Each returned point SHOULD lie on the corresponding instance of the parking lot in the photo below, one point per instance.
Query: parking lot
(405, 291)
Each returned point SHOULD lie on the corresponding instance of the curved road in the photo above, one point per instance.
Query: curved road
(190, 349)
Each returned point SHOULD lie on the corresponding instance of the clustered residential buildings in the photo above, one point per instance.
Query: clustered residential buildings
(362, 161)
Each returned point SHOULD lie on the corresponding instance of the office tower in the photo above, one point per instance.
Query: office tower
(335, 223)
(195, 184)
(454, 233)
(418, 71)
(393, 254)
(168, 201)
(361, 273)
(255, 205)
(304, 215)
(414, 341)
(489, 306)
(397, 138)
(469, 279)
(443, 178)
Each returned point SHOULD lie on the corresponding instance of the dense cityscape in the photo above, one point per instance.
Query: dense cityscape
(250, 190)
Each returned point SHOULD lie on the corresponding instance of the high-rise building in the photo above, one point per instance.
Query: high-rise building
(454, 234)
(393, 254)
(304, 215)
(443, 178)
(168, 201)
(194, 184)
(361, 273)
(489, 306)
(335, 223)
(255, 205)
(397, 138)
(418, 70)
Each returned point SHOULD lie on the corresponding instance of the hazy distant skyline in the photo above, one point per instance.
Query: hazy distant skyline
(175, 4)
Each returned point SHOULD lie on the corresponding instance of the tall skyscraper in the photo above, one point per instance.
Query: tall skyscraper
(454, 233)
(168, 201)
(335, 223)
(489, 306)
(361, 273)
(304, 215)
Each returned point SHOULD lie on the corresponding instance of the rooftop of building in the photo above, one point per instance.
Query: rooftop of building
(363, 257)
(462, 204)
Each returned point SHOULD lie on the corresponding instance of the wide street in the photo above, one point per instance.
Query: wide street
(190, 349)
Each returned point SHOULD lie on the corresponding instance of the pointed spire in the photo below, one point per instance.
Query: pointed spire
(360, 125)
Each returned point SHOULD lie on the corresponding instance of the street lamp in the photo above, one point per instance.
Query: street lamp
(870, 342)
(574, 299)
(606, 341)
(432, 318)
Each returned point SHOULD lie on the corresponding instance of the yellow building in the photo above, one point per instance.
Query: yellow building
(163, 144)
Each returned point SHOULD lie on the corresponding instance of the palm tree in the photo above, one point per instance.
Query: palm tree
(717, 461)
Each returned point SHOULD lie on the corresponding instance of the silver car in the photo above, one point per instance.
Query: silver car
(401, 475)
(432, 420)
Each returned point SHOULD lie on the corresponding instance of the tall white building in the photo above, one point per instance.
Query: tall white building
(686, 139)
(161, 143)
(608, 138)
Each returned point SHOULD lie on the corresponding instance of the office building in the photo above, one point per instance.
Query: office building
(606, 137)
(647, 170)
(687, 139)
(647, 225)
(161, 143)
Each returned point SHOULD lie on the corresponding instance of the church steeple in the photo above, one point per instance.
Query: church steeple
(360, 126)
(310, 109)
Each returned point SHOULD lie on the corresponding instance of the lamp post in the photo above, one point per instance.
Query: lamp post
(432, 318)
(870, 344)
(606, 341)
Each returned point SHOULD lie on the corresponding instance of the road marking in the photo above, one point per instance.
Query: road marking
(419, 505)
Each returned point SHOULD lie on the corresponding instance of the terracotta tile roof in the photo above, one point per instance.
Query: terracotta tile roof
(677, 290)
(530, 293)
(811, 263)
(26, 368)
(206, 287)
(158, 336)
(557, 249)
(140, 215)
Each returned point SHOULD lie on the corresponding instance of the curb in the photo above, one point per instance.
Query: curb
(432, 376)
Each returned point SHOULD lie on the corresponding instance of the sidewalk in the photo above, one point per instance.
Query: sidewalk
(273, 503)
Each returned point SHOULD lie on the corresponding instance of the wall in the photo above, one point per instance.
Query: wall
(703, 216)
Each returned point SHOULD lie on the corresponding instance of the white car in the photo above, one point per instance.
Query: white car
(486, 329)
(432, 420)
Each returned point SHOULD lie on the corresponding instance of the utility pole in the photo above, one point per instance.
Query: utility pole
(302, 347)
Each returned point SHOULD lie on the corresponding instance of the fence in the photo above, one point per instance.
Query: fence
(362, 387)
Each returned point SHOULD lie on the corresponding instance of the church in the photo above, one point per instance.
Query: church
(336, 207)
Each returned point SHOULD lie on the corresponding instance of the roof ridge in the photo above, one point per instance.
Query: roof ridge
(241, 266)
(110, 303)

════

[Assignment]
Gather each line of the listing containing the word "below" and show it.

[Result of the task]
Each returned point SHOULD lie on the corresponding instance of the parking lot in the photo below, one point per instance.
Each returned point SHOULD lie on the corresponding instance of the pointed spire in the photo below, one point per instance.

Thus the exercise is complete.